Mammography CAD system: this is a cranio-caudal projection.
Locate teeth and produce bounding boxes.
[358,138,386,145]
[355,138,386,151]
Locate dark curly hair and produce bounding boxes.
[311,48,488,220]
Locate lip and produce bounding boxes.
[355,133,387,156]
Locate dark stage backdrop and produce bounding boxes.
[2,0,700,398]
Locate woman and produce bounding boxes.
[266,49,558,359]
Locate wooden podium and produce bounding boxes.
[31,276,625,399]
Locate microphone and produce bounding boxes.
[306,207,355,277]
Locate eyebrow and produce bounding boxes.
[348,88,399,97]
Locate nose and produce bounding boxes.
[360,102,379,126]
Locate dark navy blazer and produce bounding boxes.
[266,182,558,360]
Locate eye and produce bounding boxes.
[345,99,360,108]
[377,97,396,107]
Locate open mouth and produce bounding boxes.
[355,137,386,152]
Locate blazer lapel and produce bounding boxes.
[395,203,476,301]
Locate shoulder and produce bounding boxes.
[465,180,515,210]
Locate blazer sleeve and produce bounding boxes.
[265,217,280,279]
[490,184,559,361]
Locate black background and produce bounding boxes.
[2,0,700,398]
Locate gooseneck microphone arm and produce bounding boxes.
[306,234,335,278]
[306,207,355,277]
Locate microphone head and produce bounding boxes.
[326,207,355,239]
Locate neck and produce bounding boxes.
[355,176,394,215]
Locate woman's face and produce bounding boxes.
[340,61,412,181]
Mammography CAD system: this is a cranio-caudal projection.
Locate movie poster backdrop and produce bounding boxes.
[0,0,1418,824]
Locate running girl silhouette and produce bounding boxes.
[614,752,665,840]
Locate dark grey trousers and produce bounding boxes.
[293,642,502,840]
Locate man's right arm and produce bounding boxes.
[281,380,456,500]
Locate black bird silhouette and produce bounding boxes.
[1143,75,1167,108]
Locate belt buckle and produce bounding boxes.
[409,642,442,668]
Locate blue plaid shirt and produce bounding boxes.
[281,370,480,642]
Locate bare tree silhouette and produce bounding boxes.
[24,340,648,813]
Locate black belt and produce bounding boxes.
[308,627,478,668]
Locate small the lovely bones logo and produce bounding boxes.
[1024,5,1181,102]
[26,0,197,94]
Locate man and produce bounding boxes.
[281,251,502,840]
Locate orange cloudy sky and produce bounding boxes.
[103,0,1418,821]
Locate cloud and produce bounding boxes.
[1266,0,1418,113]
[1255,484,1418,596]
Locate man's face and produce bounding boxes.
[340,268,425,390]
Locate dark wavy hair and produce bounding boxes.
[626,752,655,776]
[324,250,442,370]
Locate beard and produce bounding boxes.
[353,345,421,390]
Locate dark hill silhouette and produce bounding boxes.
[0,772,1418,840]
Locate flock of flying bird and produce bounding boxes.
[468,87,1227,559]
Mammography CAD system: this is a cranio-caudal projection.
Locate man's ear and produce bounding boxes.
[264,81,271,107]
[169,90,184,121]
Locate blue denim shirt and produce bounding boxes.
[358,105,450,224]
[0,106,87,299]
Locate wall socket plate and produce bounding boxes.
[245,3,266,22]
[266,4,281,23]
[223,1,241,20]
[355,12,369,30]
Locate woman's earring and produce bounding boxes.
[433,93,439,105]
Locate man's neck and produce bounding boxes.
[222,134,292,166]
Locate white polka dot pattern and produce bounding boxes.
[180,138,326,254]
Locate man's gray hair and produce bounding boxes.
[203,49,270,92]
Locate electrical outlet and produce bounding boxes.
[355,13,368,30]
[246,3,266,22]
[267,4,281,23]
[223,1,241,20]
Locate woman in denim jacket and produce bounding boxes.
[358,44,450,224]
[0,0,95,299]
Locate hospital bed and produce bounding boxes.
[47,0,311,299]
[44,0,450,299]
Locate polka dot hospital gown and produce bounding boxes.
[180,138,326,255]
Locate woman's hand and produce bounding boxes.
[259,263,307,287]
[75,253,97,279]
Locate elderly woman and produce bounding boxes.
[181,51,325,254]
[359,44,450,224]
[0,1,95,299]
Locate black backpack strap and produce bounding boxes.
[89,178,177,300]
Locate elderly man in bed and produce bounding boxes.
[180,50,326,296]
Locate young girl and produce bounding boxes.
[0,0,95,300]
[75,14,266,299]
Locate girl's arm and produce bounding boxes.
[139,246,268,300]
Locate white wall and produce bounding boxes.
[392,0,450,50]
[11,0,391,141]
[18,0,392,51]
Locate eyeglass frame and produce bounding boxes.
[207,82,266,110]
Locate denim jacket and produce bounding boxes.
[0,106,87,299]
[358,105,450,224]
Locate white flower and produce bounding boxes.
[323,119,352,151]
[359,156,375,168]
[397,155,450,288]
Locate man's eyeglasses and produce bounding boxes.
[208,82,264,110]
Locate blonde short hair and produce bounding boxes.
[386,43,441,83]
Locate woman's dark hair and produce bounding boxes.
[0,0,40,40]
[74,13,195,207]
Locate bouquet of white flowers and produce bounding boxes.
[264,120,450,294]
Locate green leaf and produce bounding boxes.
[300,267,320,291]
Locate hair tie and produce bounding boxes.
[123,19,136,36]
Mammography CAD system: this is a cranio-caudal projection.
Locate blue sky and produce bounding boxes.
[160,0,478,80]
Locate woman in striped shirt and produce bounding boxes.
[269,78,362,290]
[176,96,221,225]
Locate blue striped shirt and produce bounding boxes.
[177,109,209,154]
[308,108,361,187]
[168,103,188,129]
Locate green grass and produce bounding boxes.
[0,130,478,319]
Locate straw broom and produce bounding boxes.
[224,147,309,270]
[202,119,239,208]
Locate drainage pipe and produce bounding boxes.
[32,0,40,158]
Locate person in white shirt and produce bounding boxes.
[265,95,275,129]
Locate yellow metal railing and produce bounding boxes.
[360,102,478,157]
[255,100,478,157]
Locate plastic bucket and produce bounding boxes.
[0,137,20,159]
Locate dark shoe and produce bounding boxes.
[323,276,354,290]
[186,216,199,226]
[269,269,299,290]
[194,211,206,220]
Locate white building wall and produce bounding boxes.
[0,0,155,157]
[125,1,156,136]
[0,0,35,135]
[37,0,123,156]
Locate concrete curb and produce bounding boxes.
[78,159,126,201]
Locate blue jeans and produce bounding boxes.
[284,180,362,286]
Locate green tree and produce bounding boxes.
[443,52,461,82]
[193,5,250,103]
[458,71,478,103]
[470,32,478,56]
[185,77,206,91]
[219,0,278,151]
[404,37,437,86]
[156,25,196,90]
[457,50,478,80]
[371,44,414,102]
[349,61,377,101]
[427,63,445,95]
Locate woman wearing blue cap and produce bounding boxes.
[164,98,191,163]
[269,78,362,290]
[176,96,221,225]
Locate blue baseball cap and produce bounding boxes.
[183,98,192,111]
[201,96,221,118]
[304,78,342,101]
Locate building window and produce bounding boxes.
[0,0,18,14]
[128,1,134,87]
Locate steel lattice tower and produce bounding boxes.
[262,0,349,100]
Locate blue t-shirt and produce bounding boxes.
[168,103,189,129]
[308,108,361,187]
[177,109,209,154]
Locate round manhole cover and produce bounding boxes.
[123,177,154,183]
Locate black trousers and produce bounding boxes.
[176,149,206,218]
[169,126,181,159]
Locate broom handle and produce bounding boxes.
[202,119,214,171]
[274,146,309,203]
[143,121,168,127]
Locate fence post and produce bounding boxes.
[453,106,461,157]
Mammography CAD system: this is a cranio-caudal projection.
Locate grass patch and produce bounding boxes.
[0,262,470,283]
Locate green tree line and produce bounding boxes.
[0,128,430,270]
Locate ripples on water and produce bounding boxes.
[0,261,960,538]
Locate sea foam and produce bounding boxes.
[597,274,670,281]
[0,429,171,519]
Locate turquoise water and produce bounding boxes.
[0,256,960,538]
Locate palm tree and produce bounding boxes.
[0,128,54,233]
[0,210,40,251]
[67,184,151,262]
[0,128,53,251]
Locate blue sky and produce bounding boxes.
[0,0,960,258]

- TU TAREA:
Reescribe las líneas del material entre la que contiene "Locate elderly man" y la que contiene "[284,180,362,286]", ambas incluidas, poniendo "wooden broom" en lugar de "straw broom" y sin alterar nada más.

- RESPUESTA A CONTINUACIÓN:
Locate elderly man in bed and produce bounding boxes.
[180,50,326,296]
Locate young girl and produce bounding boxes.
[0,0,95,300]
[75,14,266,299]
Locate girl's arm and produce bounding boxes.
[139,246,268,300]
Locate white wall and produce bounding boxes.
[392,0,450,50]
[11,0,391,141]
[18,0,392,51]
Locate eyeglass frame and produce bounding boxes.
[207,82,266,110]
Locate denim jacket and produce bounding boxes.
[0,106,87,299]
[358,105,450,224]
Locate white flower and produce bounding boxes.
[323,119,352,151]
[359,156,375,168]
[397,155,450,288]
Locate man's eyeglasses and produce bounding boxes.
[208,82,264,110]
Locate blonde short hair and produce bounding boxes.
[386,43,441,83]
Locate woman's dark hair and produce bounding boxes.
[0,0,40,40]
[74,13,195,207]
Locate bouquet of white flowers and produce bounding boxes.
[264,120,450,294]
Locate green leaf and produce bounding boxes.
[300,267,320,291]
Locate hair tie and produce bounding boxes.
[123,19,136,36]
Mammography CAD system: this is a cranio-caudal projection.
Locate blue sky and produce bounding boxes.
[160,0,478,80]
Locate woman in striped shirt and produce bounding boxes.
[269,78,362,290]
[176,96,221,225]
Locate blue striped shirt and produce bounding boxes.
[177,109,209,154]
[308,108,361,187]
[168,103,188,129]
Locate green grass and produce bounding boxes.
[0,130,478,319]
Locate wooden broom and produce bounding boxes.
[224,147,309,270]
[202,119,239,208]
Locate drainage pipe and produce bounding boxes.
[32,0,40,158]
Locate person in white shirt and produce bounding boxes.
[265,95,275,129]
Locate yellow metal railing and produce bounding boxes.
[360,102,478,157]
[255,100,478,157]
Locate plastic bucket and produce bounding boxes.
[0,137,20,159]
Locate dark shoe and produce bounding boxes.
[323,276,354,290]
[186,216,199,226]
[269,269,299,290]
[194,211,206,220]
Locate white building wall and produce bounding boxes.
[0,0,155,157]
[125,1,156,136]
[0,0,35,135]
[37,0,123,156]
Locate concrete curb and produce bounding boxes.
[78,159,126,201]
Locate blue jeans and produce bounding boxes.
[284,180,362,286]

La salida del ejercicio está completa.